Records for this task
● ● ● ●

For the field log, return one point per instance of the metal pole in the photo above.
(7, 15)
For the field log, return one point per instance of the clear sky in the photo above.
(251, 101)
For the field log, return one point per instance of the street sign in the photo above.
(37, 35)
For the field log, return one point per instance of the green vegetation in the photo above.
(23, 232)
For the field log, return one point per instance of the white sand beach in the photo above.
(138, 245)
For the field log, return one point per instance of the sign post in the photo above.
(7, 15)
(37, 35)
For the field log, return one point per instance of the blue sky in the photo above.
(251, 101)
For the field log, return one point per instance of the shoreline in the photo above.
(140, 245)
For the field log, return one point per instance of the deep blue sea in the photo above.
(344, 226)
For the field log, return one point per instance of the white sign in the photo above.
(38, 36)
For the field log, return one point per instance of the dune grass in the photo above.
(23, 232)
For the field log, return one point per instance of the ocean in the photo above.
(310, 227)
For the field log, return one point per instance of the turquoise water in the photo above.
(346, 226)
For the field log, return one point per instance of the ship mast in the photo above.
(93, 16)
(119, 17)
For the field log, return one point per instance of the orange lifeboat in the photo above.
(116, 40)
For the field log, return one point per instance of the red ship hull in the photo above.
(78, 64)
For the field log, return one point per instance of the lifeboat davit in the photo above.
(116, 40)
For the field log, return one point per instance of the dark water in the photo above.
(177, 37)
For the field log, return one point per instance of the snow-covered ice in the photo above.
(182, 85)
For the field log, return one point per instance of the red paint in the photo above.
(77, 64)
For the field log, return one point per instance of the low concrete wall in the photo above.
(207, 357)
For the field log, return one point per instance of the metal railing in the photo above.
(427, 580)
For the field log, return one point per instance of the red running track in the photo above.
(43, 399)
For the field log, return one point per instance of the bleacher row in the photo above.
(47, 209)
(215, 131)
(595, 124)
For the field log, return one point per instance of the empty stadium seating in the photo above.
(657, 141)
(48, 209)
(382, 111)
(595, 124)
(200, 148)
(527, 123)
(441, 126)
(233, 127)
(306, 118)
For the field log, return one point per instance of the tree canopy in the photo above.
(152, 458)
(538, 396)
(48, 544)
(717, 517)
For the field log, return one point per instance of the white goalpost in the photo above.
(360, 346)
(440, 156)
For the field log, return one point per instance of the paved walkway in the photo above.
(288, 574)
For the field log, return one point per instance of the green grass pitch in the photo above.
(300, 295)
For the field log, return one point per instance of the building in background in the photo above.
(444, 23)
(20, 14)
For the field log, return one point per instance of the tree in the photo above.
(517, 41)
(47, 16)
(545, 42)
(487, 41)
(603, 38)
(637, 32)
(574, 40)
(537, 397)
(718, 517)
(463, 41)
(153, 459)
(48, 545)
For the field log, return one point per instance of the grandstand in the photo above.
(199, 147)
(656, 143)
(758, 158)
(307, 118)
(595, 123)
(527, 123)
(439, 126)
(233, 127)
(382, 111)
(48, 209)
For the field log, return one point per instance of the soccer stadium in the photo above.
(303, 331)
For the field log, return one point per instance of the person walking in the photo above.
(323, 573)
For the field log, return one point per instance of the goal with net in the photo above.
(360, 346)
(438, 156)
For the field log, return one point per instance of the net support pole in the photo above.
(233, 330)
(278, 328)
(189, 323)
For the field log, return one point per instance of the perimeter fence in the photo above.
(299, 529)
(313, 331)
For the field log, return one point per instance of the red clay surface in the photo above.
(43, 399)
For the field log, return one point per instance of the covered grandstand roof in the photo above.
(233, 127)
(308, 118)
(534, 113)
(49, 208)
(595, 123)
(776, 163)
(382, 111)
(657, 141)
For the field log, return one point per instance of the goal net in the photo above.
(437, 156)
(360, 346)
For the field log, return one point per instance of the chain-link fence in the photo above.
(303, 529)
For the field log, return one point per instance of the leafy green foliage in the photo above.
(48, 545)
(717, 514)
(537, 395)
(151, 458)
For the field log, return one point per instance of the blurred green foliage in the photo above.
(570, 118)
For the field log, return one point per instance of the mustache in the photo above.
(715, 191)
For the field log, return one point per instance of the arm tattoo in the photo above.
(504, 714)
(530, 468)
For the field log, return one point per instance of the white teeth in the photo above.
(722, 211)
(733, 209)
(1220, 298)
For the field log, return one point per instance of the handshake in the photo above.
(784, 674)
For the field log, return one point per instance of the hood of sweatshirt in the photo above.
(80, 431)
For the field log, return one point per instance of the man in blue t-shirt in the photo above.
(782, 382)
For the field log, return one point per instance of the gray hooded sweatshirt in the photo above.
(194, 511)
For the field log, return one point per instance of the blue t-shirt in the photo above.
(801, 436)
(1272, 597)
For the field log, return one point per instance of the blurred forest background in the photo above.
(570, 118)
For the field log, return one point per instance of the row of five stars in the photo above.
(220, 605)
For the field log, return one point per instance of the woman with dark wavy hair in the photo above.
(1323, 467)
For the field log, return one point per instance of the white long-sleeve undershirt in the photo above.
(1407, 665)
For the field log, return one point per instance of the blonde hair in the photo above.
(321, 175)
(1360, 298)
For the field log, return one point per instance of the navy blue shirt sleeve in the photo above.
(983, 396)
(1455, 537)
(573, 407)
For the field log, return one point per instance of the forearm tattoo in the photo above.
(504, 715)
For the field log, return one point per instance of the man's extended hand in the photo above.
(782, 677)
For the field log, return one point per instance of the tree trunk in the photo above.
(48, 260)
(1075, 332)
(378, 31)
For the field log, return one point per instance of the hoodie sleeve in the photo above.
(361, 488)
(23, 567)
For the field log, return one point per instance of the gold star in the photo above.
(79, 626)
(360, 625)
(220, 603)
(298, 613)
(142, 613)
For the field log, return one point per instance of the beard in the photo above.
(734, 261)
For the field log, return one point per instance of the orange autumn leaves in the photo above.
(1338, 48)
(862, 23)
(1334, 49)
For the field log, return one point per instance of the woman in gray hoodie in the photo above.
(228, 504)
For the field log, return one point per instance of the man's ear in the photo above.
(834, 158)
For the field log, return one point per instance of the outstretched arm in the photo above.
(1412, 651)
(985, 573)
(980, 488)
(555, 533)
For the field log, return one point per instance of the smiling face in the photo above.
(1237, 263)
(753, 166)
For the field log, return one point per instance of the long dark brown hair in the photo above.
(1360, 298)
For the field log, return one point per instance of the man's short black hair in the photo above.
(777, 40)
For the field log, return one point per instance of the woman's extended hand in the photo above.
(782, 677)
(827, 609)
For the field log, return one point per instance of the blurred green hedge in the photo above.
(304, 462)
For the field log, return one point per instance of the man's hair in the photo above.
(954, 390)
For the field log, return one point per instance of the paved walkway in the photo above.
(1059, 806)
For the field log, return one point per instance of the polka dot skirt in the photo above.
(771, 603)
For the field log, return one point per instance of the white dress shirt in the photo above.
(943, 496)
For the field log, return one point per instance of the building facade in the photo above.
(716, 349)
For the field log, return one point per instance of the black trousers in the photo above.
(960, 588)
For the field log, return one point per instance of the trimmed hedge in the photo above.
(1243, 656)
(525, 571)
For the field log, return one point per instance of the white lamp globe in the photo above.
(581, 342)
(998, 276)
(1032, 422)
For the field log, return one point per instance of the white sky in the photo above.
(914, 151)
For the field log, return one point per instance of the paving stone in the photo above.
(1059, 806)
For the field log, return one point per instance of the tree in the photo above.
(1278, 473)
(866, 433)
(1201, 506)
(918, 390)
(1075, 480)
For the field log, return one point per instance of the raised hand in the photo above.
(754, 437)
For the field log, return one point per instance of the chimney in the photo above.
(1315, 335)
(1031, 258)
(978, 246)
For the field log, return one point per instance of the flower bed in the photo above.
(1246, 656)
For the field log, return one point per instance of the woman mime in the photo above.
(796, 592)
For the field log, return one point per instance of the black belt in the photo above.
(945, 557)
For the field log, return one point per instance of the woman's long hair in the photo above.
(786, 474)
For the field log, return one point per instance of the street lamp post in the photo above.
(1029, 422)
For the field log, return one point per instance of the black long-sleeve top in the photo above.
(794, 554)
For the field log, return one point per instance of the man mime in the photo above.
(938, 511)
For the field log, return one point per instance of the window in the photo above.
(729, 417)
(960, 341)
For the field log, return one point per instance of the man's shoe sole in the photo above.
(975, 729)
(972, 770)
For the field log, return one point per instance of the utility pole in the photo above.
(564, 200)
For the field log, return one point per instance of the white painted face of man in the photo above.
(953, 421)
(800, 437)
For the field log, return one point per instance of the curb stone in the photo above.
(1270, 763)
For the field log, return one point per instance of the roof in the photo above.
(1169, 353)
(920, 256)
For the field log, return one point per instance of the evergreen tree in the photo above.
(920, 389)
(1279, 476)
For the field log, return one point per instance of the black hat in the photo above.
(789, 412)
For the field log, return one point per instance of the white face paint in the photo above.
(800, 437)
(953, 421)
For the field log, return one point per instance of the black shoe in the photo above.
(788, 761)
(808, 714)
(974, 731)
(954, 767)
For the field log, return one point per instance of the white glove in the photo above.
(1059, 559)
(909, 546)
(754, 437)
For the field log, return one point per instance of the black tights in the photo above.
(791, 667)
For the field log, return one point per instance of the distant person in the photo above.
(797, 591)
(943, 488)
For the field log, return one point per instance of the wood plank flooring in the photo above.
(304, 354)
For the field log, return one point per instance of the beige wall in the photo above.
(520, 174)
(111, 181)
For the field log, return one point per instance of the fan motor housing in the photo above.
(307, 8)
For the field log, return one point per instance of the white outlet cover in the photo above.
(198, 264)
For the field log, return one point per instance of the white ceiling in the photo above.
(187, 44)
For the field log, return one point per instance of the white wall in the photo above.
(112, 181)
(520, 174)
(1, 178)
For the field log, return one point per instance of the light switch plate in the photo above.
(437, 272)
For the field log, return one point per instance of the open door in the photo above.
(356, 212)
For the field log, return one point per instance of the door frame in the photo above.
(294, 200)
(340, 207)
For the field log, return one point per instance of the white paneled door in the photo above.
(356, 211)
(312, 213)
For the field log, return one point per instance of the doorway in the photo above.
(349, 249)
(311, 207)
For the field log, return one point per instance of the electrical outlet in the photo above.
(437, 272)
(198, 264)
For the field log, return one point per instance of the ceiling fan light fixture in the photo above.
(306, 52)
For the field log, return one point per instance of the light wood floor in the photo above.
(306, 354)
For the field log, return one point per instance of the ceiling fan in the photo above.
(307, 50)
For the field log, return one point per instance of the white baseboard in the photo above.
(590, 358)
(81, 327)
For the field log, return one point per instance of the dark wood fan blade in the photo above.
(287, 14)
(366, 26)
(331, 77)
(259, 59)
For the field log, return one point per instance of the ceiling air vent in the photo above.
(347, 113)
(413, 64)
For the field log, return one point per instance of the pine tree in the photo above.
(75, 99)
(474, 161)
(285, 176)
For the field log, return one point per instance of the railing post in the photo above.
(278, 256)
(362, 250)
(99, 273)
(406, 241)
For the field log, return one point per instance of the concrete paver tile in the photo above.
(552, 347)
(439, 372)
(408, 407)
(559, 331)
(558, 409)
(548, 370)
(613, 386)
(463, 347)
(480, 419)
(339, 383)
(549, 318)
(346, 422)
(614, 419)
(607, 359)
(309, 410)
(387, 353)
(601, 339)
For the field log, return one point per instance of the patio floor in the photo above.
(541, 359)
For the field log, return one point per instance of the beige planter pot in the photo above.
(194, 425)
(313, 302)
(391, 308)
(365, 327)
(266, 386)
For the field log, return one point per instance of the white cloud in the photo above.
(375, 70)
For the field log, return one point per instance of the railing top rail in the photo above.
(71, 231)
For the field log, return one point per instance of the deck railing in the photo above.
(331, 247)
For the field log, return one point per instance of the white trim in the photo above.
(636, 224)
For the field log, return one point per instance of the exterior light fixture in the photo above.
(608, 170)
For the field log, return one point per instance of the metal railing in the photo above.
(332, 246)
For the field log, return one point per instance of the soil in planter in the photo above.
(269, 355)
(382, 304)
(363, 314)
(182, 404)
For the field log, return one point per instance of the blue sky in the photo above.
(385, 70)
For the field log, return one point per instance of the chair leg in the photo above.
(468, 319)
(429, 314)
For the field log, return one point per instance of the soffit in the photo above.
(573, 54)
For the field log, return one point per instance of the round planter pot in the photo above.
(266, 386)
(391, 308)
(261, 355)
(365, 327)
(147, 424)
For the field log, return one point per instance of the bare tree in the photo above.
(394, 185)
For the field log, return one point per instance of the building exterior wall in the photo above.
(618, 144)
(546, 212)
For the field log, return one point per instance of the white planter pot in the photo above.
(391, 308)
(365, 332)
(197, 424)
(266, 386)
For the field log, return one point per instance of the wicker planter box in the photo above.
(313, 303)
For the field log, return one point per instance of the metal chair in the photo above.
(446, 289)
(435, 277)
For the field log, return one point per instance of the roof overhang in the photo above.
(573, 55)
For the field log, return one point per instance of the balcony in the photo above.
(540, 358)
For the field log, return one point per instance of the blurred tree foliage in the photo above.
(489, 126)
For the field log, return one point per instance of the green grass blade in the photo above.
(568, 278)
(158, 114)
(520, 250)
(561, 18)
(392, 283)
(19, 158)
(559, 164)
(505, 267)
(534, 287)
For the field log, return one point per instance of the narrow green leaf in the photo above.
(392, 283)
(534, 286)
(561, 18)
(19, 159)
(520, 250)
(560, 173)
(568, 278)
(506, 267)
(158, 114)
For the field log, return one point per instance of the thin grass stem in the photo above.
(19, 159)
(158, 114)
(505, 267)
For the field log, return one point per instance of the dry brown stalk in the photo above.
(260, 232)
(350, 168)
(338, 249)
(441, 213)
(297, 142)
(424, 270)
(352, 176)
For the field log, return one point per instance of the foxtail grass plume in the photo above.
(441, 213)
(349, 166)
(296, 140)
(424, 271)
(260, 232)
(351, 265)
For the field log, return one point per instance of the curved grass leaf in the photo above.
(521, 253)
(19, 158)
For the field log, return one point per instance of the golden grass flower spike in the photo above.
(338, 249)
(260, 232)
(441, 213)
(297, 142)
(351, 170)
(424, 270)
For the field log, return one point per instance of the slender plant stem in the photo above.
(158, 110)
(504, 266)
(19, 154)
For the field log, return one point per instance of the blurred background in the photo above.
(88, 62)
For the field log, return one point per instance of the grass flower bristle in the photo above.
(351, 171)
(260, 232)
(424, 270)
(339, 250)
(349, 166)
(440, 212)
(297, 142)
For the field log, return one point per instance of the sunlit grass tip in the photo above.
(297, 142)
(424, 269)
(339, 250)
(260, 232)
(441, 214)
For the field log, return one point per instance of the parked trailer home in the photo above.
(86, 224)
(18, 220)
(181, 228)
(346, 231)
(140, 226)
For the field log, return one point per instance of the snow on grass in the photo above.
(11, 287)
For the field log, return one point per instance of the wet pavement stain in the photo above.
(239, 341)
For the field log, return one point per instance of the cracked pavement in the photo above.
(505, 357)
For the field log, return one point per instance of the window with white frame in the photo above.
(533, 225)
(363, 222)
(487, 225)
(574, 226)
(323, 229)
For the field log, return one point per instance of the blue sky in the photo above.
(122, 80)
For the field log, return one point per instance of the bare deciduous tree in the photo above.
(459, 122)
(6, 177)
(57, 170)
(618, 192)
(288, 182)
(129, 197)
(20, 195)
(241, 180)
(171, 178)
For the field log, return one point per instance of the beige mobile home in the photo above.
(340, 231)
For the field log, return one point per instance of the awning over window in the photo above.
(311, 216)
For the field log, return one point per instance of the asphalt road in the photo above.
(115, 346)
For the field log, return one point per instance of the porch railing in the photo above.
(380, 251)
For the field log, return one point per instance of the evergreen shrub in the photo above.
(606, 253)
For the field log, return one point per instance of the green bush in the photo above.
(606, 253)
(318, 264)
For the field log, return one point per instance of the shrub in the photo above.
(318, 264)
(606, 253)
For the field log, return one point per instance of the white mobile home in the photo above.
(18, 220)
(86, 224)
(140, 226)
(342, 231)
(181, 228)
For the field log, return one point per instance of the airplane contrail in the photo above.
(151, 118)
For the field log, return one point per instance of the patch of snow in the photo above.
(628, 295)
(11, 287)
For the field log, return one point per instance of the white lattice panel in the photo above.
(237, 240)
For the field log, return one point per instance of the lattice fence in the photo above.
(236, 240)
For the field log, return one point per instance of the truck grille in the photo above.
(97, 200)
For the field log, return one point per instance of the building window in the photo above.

● ● ● ●

Exercise description
The lines wanted are those from the one containing "evergreen shrub in the photo above." through the last line of the listing above. Repeat them exactly.

Exercise answer
For the field log, return one point per instance of the evergreen shrub in the photo above.
(606, 253)
For the field log, return one point per instance of the green bush in the photo above.
(606, 253)
(318, 264)
For the field log, return one point per instance of the shrub in the photo above.
(318, 264)
(606, 253)
For the field log, return one point per instance of the white mobile home in the photo above.
(18, 220)
(86, 224)
(140, 226)
(342, 231)
(181, 228)
For the field log, return one point per instance of the airplane contrail in the photo above.
(151, 118)
For the field log, return one point per instance of the patch of snow in the photo above.
(628, 295)
(11, 287)
For the field log, return one point per instance of the white lattice panel in the photo above.
(237, 240)
For the field log, return one point per instance of the lattice fence in the photo above.
(236, 240)
For the field log, return one point per instance of the truck grille in the photo above.
(97, 200)
For the field log, return one point per instance of the building window in the photo above.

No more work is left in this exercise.